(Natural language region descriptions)
===============

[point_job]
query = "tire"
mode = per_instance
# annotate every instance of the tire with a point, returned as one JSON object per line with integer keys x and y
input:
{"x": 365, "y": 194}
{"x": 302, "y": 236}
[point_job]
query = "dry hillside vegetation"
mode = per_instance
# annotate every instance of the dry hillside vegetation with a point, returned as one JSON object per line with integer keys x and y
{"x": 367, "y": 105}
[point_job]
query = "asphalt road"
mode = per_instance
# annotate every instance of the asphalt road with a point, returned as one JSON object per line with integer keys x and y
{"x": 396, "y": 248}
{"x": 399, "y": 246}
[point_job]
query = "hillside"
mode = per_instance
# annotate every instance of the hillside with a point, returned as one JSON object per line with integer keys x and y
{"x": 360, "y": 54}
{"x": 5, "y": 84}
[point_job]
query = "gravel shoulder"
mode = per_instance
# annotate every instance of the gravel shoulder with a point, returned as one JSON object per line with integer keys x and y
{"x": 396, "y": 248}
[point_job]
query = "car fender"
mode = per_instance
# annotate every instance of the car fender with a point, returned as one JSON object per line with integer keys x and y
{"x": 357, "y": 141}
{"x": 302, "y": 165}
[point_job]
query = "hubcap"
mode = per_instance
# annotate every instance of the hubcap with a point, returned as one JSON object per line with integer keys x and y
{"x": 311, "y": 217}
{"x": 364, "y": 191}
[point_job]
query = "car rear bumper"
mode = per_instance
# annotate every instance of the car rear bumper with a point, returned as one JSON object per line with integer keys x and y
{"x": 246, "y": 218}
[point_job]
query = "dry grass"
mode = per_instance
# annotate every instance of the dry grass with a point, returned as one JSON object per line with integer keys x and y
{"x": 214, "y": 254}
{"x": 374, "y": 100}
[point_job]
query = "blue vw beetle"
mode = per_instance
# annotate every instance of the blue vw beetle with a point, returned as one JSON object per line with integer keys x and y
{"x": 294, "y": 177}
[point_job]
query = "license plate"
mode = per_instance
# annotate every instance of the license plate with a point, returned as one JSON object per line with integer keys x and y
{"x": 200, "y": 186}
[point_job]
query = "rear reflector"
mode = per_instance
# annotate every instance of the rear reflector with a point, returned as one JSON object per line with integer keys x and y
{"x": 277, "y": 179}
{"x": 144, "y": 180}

===============

Work instruction =>
Every line above is to be transcribed exactly.

Task result =>
[point_job]
query = "tire"
mode = per_instance
# annotate every instance of the tire with a point, returned as one JSON object per line with integer keys x and y
input:
{"x": 365, "y": 194}
{"x": 302, "y": 236}
[point_job]
query = "dry hillside vegetation"
mode = per_instance
# annotate every instance of the dry hillside vegetation with a point, returned as one JSON object per line with integer keys x and y
{"x": 367, "y": 105}
[point_job]
query = "asphalt road"
mode = per_instance
# annotate every instance of the asphalt road with a point, returned as one JSON object per line with integer keys x and y
{"x": 396, "y": 248}
{"x": 399, "y": 246}
[point_job]
query = "hillside"
mode = per_instance
# annotate every instance of the hillside with a point, returned as one JSON object per line with integer keys x and y
{"x": 360, "y": 54}
{"x": 5, "y": 84}
[point_job]
query = "gravel shoulder"
mode = per_instance
# annotate every instance of the gravel shoulder with a point, returned as one JSON object per line with integer keys x and y
{"x": 396, "y": 248}
[point_job]
query = "car fender"
mode = per_instance
# annotate every instance of the car fender with a point, returned as one JSON object per line with integer keys x and y
{"x": 357, "y": 141}
{"x": 302, "y": 165}
[point_job]
query = "hubcap"
mode = per_instance
# annotate every instance of the hubcap with a point, returned as one JSON object per line with integer keys x and y
{"x": 311, "y": 217}
{"x": 364, "y": 191}
[point_job]
query = "car rear bumper"
mode = per_instance
# annotate every instance of the car rear bumper with a point, returned as one JSON object per line with integer keys x and y
{"x": 246, "y": 218}
[point_job]
query = "dry grass"
mode = per_instance
# annotate every instance of the dry grass with a point, returned as one JSON object per line with integer keys x and y
{"x": 214, "y": 254}
{"x": 374, "y": 100}
[point_job]
query = "blue vw beetle"
mode = per_instance
# annotate every instance of the blue vw beetle with a point, returned as one JSON object per line with integer keys x and y
{"x": 294, "y": 177}
[point_job]
query = "license plate"
mode = per_instance
# annotate every instance of the license plate with a point, returned as one JSON object per line with integer keys x and y
{"x": 200, "y": 186}
[point_job]
query = "rear reflector"
mode = per_instance
# annotate every instance of the rear reflector with a point, returned as one JSON object per line with integer keys x and y
{"x": 277, "y": 179}
{"x": 144, "y": 180}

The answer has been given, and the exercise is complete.